[PROBLEM DESCRIPTION]:
Copy out every one of the records below, swapping each "Target" for "Label" and keeping all else as it is.

[MATERIAL SUPPLIED]:
· · · ·

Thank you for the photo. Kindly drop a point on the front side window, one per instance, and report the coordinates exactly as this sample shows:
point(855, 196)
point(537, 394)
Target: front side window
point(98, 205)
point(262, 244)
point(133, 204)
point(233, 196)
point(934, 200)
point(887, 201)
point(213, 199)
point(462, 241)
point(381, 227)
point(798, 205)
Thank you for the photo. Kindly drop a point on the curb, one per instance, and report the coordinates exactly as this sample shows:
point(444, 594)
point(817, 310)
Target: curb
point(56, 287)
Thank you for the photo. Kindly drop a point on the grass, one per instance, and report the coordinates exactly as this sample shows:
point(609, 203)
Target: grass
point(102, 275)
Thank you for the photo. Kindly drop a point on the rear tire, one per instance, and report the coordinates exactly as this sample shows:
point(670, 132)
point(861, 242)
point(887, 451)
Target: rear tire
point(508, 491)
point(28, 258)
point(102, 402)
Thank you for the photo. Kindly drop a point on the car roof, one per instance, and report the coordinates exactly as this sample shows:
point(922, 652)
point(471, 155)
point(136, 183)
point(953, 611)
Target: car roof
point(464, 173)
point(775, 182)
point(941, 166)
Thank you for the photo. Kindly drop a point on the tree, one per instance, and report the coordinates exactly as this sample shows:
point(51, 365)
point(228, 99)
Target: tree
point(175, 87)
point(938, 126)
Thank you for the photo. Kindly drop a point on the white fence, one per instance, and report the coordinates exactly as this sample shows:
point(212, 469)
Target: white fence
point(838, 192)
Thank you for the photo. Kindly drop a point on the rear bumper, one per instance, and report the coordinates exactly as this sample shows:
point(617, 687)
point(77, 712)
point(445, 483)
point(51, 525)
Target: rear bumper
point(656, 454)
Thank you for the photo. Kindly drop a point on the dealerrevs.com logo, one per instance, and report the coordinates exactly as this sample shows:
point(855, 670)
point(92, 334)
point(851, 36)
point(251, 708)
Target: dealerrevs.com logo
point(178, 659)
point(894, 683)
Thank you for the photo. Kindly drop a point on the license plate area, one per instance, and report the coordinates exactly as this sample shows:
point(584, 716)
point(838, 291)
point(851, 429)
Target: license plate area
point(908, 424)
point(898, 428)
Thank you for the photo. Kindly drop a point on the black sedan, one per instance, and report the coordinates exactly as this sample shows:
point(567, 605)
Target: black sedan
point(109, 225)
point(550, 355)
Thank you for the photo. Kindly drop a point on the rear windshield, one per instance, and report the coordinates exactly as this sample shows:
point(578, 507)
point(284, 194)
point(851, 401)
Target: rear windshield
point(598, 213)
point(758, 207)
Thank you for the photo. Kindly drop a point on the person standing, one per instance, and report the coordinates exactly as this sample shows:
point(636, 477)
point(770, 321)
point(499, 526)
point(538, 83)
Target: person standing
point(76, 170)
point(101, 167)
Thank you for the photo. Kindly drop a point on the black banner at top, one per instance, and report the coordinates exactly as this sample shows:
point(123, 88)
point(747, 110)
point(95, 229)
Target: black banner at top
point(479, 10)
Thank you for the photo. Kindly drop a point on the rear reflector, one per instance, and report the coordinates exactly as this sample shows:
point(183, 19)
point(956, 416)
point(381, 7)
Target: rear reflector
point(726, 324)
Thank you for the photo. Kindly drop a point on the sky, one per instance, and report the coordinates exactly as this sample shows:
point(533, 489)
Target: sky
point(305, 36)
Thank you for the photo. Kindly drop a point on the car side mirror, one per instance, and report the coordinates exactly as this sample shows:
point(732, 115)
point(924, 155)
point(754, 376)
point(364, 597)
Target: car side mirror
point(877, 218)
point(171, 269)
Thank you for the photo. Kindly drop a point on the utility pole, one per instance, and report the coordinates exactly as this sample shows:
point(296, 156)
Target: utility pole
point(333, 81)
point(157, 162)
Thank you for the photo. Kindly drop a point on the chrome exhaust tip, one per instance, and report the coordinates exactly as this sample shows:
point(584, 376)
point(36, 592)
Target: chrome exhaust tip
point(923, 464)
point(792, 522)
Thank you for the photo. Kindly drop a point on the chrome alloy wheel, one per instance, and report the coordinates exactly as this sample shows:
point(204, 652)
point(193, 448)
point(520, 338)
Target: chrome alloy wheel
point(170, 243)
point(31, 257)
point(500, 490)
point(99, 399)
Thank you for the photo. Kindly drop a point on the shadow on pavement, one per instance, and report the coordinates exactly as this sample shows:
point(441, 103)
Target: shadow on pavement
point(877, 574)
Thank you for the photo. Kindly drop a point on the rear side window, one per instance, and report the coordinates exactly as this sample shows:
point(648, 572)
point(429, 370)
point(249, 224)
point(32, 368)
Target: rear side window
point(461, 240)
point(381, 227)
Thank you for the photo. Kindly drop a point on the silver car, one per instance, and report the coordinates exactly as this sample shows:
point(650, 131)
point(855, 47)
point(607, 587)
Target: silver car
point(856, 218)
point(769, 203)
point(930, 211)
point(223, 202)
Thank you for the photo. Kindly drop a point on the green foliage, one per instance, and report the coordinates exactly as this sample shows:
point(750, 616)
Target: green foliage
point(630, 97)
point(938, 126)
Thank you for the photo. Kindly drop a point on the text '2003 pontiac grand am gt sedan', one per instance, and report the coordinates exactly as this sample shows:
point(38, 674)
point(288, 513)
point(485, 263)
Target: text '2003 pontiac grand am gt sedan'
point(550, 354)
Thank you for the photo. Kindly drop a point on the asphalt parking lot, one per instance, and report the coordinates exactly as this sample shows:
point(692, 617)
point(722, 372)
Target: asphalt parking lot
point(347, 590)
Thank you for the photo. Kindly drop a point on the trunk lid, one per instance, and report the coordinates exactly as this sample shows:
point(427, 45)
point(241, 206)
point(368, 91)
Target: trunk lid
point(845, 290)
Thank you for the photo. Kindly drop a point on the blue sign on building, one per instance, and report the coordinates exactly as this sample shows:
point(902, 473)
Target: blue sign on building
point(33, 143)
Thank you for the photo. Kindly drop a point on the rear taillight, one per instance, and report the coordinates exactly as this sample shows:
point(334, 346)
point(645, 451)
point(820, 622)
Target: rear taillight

· · · ·

[EXPECTED OUTPUT]:
Thank you for the photo. Kindly drop a point on the front side window, one per instance, and report the coordinates exactly as this sample shows:
point(855, 196)
point(537, 394)
Label: front side window
point(98, 205)
point(262, 244)
point(133, 204)
point(233, 196)
point(934, 200)
point(887, 201)
point(213, 199)
point(462, 241)
point(381, 227)
point(798, 205)
Thank you for the photo. Kindly drop a point on the curb, one per instance, and report the coordinates exactly as this sample shows:
point(444, 594)
point(817, 310)
Label: curb
point(56, 287)
Thank you for the photo. Kindly drop a point on the grass, one per instance, and report the coordinates exactly as this sample shows:
point(609, 203)
Label: grass
point(102, 275)
Thank you for the photo. Kindly drop a point on the rear tire, one per instance, and report the coordinates exactly as this sample shows:
point(670, 132)
point(861, 242)
point(887, 451)
Label: rear tire
point(508, 491)
point(28, 258)
point(102, 402)
Thank you for the photo. Kindly drop a point on the car roof, one per instance, and report the coordinates exactly as this sample shows:
point(922, 652)
point(471, 155)
point(136, 183)
point(953, 611)
Label: car roof
point(464, 173)
point(775, 182)
point(941, 166)
Thank you for the photo. Kindly drop a point on the tree, one per instance, and report the coordinates exactly as this sample shows:
point(51, 365)
point(228, 99)
Label: tree
point(175, 87)
point(938, 126)
Thank you for the photo. Kindly drop a point on the white fence, one per instance, and report the coordinates exactly as this sample shows:
point(212, 469)
Label: white fence
point(838, 192)
Thank you for the photo. Kindly drop a point on the rear bumper, one per instance, and report the coordinates exactly as this sample shows:
point(617, 687)
point(77, 712)
point(445, 483)
point(51, 525)
Label: rear bumper
point(656, 454)
Thank you for the photo. Kindly drop a point on the dealerrevs.com logo, one per instance, and report the coordinates exactly as this sample shows:
point(855, 670)
point(92, 334)
point(851, 36)
point(251, 708)
Label: dealerrevs.com logo
point(178, 659)
point(894, 683)
Thank you for the photo. Kindly drop a point on the license plate area, one per instance, and report the coordinates exactly as this sample shows:
point(584, 716)
point(838, 291)
point(851, 429)
Label: license plate area
point(908, 424)
point(898, 428)
Thank you for the photo. Kindly drop a point on the black sedan, one per instance, and report the coordinates exactly as this sample shows:
point(567, 605)
Label: black sedan
point(109, 225)
point(550, 355)
Thank you for the photo. Kindly drop a point on the rear windshield, one per instance, and report the coordinates exactly as this sample shows:
point(578, 507)
point(284, 194)
point(851, 401)
Label: rear windshield
point(598, 213)
point(758, 207)
Thank you for the photo. Kindly drop a point on the person standing, one per instance, and report the coordinates exactly as this sample shows:
point(636, 477)
point(770, 321)
point(499, 526)
point(538, 83)
Label: person standing
point(76, 170)
point(101, 167)
Thank you for the photo. Kindly drop a point on the black banner at top, one per instance, and report the coordinates exactly as this sample shows:
point(123, 88)
point(747, 110)
point(95, 229)
Label: black banner at top
point(479, 10)
Thank you for the photo. Kindly drop a point on the rear reflector, one per instance, and report the coordinates exactly as this sample shows:
point(183, 19)
point(956, 416)
point(381, 7)
Label: rear reflector
point(726, 324)
Thank you for the photo. Kindly drop a point on the sky, one per instance, and report the coordinates exactly as this sample shows:
point(533, 489)
Label: sky
point(305, 36)
Thank you for the photo. Kindly drop a point on the car side mirror, one per instance, and report the coordinates exactly as this sample shows:
point(732, 115)
point(924, 155)
point(754, 376)
point(364, 597)
Label: car side mirror
point(877, 218)
point(171, 269)
Thank you for the photo. Kindly drop a point on the utility pole, one per instance, and report the coordinates exactly as this sample shows:
point(296, 156)
Label: utility pole
point(333, 81)
point(157, 162)
Thank you for the photo. Kindly drop a point on the chrome exhaust tip, one per instance, and report the coordinates exactly as this sample shows:
point(584, 376)
point(36, 592)
Label: chrome exhaust tip
point(923, 464)
point(792, 522)
Thank you for the photo. Kindly drop a point on the chrome alloy wheel, one per instance, and report the coordinates exactly as this sample shows:
point(204, 652)
point(193, 448)
point(520, 338)
Label: chrome alloy wheel
point(170, 243)
point(31, 257)
point(500, 490)
point(99, 399)
Thank you for the photo. Kindly drop a point on the shadow on pavement, one per instance, and report the coordinates exactly as this sample shows:
point(441, 103)
Label: shadow on pavement
point(877, 574)
Thank you for the photo. Kindly drop a point on the rear side window, one per instance, and report the coordinates exactly as this sample shows:
point(648, 572)
point(429, 370)
point(249, 224)
point(32, 368)
Label: rear side window
point(461, 240)
point(381, 227)
Thank you for the photo. Kindly drop a point on the silver car, one per instance, and report the coordinates exactly as this sample shows:
point(650, 131)
point(855, 47)
point(607, 587)
Label: silver car
point(856, 218)
point(769, 203)
point(930, 211)
point(223, 202)
Thank you for the photo. Kindly drop a point on the green foliage, one per instance, and report the coordinates exactly as this sample shows:
point(750, 616)
Label: green foliage
point(630, 97)
point(938, 126)
Thank you for the photo. Kindly drop a point on the text '2003 pontiac grand am gt sedan', one per instance, and report the coordinates exactly as this sample shows:
point(38, 674)
point(288, 513)
point(485, 263)
Label: text '2003 pontiac grand am gt sedan'
point(550, 354)
Thank you for the photo. Kindly drop a point on the asphalt parking lot, one per instance, and report the coordinates exactly as this sample shows:
point(692, 617)
point(722, 372)
Label: asphalt parking lot
point(347, 590)
Thank you for the photo. Kindly drop a point on the trunk lid, one per instance, and report the coordinates exactly as this sample shows:
point(427, 45)
point(241, 206)
point(368, 91)
Label: trunk lid
point(845, 290)
Thank you for the photo. Kindly drop a point on the blue sign on building, one per instance, and report the coordinates exactly as this sample shows:
point(902, 473)
Label: blue sign on building
point(33, 143)
Thank you for the photo. Kindly drop a point on the rear taillight, one per instance, and report the coordinates exactly as this sample shows:
point(334, 346)
point(645, 451)
point(820, 622)
Label: rear taillight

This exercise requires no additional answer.